* **DATA EXTRACTS**:

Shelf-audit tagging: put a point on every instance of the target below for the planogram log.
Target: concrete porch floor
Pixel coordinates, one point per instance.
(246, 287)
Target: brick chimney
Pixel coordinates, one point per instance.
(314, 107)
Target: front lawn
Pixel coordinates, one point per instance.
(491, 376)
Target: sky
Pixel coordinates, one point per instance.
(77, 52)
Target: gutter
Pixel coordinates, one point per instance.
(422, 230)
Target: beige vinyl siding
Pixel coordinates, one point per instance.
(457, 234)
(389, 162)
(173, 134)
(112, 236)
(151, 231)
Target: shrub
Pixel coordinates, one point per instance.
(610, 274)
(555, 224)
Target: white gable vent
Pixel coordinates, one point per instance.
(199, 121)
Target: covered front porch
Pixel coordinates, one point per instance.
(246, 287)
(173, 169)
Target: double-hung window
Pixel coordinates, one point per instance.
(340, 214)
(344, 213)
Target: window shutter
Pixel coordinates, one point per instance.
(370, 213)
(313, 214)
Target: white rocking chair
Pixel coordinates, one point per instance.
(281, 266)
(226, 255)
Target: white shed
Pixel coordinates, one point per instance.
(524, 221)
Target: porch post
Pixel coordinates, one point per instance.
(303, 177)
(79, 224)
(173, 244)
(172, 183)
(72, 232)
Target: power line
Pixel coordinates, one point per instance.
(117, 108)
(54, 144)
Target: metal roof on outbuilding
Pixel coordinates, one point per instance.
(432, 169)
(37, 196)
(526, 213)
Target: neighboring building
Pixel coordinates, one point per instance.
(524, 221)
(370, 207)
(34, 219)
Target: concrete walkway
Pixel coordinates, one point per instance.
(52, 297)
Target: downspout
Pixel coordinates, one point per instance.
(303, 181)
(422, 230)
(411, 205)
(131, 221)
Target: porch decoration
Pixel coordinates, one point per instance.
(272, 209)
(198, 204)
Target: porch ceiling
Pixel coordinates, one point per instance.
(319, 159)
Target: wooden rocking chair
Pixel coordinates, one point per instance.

* **WHAT IS EXPECTED**:
Everything starting at the line containing "Target: window shutter" and ending at the line containing "Target: metal roof on outbuilding" in the records above should be repeated exactly, and only that.

* **SOLUTION TO THE EXERCISE**:
Target: window shutter
Pixel coordinates, one point per instance.
(370, 213)
(313, 214)
Target: white rocking chair
Pixel coordinates, one point per instance.
(281, 266)
(226, 255)
Target: white shed
Pixel coordinates, one point per instance.
(524, 221)
Target: porch post
Pixel coordinates, one point per instance.
(303, 177)
(79, 224)
(173, 244)
(172, 183)
(72, 232)
Target: power line
Pixel coordinates, one point per instance.
(117, 108)
(54, 144)
Target: metal roof on outbuilding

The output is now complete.